• [Exercise] Identify each line in the entries below that contains the string "black", and copy those lines. Matching is case-sensitive.

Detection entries
● ● ● ● ● ● ●

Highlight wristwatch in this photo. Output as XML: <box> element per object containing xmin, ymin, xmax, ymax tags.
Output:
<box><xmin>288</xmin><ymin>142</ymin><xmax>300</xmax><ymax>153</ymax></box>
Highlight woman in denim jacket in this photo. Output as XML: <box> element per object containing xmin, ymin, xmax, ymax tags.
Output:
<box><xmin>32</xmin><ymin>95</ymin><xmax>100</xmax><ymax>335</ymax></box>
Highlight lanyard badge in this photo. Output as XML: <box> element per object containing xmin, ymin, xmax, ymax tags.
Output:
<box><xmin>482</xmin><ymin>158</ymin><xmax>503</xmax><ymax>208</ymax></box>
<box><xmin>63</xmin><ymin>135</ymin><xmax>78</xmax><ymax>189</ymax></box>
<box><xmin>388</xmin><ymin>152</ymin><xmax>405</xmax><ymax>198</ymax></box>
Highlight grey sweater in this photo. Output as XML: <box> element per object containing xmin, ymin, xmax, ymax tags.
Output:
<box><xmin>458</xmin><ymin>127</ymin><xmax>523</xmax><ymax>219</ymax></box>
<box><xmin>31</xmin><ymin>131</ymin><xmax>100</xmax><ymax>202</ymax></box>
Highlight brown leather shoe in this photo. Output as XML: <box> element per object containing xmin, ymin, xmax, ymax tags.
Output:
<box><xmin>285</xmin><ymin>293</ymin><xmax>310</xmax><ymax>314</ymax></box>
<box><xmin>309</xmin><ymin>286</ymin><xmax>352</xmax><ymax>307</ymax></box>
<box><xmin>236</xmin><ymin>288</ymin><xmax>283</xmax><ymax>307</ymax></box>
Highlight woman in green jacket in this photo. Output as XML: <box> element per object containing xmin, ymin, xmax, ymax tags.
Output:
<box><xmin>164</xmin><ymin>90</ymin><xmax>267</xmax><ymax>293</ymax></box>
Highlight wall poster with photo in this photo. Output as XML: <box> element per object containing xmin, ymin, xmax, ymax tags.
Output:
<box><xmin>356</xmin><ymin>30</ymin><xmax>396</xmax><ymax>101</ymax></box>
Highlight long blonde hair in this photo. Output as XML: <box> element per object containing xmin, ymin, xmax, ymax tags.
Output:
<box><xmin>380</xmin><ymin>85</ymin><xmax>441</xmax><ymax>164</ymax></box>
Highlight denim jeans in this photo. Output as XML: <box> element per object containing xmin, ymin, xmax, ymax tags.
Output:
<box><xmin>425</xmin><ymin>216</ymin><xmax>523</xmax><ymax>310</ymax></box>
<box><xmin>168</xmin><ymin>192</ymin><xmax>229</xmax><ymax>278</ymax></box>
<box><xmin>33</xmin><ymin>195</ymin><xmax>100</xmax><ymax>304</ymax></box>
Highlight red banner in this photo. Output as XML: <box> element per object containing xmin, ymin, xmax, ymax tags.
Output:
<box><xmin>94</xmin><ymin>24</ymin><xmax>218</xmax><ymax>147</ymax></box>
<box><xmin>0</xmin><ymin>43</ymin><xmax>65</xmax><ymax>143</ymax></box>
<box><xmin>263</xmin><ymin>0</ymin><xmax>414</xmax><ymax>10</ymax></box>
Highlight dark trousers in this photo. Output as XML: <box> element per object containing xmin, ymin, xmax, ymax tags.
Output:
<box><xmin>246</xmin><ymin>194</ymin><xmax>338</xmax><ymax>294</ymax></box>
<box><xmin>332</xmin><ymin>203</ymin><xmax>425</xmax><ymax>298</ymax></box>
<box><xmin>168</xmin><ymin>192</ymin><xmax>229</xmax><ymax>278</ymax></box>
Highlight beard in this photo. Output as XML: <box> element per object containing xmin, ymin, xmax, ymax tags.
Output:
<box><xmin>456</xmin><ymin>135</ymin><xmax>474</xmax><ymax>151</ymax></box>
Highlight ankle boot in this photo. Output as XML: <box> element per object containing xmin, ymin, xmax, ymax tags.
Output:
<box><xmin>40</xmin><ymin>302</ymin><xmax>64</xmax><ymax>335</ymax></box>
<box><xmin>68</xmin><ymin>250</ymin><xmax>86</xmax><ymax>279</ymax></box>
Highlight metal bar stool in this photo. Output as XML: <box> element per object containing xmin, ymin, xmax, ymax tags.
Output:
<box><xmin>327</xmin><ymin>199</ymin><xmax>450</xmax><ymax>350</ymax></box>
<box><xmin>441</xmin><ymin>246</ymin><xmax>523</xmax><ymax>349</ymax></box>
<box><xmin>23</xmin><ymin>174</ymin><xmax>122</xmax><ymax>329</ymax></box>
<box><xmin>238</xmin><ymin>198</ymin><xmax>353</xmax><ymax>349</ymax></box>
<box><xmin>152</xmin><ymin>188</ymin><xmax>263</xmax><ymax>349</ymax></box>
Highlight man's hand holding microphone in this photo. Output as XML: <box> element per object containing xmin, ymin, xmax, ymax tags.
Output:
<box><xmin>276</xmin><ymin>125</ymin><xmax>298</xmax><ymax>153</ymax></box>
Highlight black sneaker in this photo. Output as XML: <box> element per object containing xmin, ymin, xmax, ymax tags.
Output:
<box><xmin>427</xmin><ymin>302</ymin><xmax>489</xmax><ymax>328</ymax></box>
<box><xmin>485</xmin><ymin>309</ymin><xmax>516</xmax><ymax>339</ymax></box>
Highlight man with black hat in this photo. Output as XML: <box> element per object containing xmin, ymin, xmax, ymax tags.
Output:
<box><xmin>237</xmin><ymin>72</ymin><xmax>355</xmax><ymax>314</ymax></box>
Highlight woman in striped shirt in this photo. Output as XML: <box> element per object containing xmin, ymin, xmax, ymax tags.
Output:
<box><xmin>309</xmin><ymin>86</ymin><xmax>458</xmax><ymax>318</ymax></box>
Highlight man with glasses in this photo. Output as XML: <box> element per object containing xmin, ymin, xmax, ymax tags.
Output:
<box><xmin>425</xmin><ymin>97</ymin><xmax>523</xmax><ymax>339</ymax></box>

● ● ● ● ● ● ●

• [The reply]
Highlight black sneaker in this photo. Output as XML: <box> element per object containing xmin, ymin, xmax, ymax tags.
Highlight man with black hat in this photo. Output as XML: <box> element per object containing xmin, ymin, xmax, ymax tags.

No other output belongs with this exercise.